• [PAGE EXCERPT]
-- Start --
# Finally but...



## DNL2448 (Feb 13, 2009)

Finally I got to do some training with Dooley, but alas, it has been a long time. We got into a quasi routine in the new place so grabbed our dummy launcher and a couple bumpers and set out to the field to stretch both of legs and de-stress from the move. 

Well, you know, you gotta train daily (or close to it), to keep that sharply tuned canine companion. Dooley tried and had A LOT of fun but, in my mind, I'm kicking myself for not making more time to get the dogs out. 

So, my mission, should I choose to accept it (and I do) is to get out there and work with Doo and Breeze, at least 5 times a week, until we can get back to form. And my timing couldn't be better...Just in time for the snow to fly! At least in our new place, we have a large shop I can work in. 

Glad to be back to the forum as well. Talk to you all later.


----------



## GoldenSail (Dec 30, 2008)

Alright now we'll have to make sure you keeping on top of it


----------



## sammydog (Aug 23, 2008)

Missed you Laura!!! Glad to hear the move is over and you can get back to some training, looking forward to hearing from you more often!


----------



## hotel4dogs (Sep 29, 2008)

so glad to see you back. We expect progress reports 5 days a week...that'll keep you doing it!


----------



## DNL2448 (Feb 13, 2009)

Yes, GoldenSail and all...Please help me keep on top of it (except for today and tomorrow, I have Corporate visitors at work and am not getting home until after dark. 

Sammydog, we are far from done moving, however it is just odds and ends, and four outbuildings. These we can do at our conveniance. And, its good to be back.

Hotel4dogs, okay, starting Thursday, I'll try to give a nightly report. Maybe, I'll just send them over to you. Maybe a little time with the famous Tito would do them some good!


----------
-- End --
• [STORED ROWS]
-- Start --
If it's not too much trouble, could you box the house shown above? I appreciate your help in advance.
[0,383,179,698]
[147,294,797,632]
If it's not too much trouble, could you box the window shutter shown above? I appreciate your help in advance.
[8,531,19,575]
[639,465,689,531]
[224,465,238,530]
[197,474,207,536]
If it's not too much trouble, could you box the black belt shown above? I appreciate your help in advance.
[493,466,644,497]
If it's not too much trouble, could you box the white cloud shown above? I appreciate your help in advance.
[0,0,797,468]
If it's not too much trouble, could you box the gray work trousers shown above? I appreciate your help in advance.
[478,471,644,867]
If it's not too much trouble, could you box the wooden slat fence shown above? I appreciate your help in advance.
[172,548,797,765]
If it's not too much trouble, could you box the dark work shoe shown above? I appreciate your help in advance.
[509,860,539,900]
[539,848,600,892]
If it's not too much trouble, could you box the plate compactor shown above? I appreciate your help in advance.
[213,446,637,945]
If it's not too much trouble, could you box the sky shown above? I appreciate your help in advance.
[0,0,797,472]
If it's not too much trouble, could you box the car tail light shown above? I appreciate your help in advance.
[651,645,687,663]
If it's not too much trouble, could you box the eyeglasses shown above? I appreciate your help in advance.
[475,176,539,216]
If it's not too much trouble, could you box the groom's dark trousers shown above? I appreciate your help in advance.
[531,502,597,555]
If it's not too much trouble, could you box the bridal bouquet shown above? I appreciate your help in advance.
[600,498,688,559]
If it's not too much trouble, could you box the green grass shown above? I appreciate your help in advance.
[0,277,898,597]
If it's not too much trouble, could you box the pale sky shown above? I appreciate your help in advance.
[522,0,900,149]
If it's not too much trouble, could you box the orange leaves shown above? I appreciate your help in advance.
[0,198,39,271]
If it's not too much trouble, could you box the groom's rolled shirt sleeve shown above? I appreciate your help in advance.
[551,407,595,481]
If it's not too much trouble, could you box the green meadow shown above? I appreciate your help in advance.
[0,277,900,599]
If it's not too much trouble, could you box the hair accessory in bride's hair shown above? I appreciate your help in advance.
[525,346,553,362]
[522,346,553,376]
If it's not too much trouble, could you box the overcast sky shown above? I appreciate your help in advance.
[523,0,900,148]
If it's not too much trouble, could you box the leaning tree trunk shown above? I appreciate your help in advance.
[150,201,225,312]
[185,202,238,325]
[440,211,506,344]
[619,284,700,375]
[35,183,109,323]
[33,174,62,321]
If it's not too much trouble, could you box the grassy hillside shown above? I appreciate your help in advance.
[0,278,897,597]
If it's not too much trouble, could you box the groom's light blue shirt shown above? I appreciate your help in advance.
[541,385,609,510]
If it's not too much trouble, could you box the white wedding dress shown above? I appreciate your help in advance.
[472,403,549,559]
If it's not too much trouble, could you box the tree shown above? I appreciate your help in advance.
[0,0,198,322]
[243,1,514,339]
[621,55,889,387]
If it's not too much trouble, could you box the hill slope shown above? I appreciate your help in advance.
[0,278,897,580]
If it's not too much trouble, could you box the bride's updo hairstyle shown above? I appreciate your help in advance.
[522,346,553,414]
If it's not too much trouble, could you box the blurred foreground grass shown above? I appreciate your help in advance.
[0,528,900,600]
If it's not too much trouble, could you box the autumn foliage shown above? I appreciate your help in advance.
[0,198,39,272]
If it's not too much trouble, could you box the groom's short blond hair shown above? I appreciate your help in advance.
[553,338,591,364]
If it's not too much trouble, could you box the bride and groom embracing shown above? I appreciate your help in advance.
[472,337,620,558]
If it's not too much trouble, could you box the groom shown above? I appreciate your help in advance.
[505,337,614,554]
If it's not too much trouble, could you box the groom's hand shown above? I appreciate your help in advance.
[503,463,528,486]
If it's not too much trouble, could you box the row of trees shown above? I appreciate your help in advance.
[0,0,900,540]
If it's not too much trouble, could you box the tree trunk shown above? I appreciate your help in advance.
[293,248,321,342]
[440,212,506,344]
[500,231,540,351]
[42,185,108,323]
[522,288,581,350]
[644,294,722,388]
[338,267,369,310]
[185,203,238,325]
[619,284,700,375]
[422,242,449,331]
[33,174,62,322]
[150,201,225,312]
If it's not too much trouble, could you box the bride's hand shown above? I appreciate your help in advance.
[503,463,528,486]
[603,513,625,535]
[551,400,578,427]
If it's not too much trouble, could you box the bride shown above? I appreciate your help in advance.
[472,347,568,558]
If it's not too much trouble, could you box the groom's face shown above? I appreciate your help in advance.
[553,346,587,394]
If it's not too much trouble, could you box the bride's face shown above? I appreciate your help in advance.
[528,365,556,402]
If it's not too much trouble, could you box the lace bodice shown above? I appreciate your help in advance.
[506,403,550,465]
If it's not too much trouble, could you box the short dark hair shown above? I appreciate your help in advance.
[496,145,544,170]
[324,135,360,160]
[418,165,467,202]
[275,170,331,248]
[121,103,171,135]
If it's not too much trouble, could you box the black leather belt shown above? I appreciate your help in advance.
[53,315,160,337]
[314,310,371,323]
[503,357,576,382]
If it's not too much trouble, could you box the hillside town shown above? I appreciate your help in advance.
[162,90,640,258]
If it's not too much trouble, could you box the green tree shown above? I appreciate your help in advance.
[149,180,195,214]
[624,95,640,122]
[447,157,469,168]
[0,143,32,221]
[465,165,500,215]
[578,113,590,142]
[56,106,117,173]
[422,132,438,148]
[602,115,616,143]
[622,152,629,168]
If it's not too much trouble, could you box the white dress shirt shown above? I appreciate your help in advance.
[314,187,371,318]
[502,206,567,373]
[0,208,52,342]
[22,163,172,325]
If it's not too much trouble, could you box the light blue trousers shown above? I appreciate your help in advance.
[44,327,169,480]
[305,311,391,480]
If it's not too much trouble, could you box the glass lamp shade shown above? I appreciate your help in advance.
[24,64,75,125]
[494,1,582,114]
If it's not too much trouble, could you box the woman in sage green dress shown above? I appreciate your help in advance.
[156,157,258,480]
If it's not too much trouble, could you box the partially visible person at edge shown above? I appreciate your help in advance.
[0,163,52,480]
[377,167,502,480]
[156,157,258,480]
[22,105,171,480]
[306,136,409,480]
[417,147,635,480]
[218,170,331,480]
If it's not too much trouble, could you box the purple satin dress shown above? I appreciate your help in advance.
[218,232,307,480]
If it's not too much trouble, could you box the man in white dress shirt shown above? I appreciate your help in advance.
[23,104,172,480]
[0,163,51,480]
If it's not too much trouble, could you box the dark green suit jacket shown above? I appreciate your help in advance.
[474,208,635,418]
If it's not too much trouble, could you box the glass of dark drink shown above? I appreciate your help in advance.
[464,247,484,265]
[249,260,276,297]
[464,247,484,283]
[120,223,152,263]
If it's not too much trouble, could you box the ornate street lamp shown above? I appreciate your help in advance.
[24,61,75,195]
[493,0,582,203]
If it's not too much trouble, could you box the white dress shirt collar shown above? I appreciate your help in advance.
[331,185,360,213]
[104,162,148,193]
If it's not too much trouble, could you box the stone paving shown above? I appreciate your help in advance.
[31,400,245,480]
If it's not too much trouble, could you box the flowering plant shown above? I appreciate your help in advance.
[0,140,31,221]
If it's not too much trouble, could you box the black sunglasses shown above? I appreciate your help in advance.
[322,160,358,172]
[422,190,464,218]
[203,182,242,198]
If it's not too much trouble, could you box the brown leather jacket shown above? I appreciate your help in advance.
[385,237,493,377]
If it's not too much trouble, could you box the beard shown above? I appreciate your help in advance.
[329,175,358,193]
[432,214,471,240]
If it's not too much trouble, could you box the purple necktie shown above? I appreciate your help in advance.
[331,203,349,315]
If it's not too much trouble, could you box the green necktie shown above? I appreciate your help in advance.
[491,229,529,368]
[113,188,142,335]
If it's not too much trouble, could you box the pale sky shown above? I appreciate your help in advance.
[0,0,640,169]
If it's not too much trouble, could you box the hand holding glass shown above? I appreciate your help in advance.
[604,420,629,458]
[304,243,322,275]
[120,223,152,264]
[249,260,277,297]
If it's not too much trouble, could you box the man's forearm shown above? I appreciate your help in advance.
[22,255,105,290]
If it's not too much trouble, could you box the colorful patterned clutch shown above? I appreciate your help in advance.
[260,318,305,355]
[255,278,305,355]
-- End --
• [TASKS FOR THIS EXERCISE]
a) Answer these questions about the forum thread on training Dooley:
(i) How many times a week does DNL2448 plan to work with Doo and Breeze?
(ii) How often does hotel4dogs expect progress reports?
(iii) Besides odds and ends, what is still left to move?
b) Reproduce the forum thread on training Dooley word for word, from "So, my mission, should" up to and including "can work in.".
The rows above come from a different source than the forum thread.

• [WORKED ANSWERS]
a)
(i) At least 5 times a week.
(ii) 5 days a week.
(iii) Four outbuildings.

b)
So, my mission, should I choose to accept it (and I do) is to get out there and work with Doo and Breeze, at least 5 times a week, until we can get back to form. And my timing couldn't be better...Just in time for the snow to fly! At least in our new place, we have a large shop I can work in.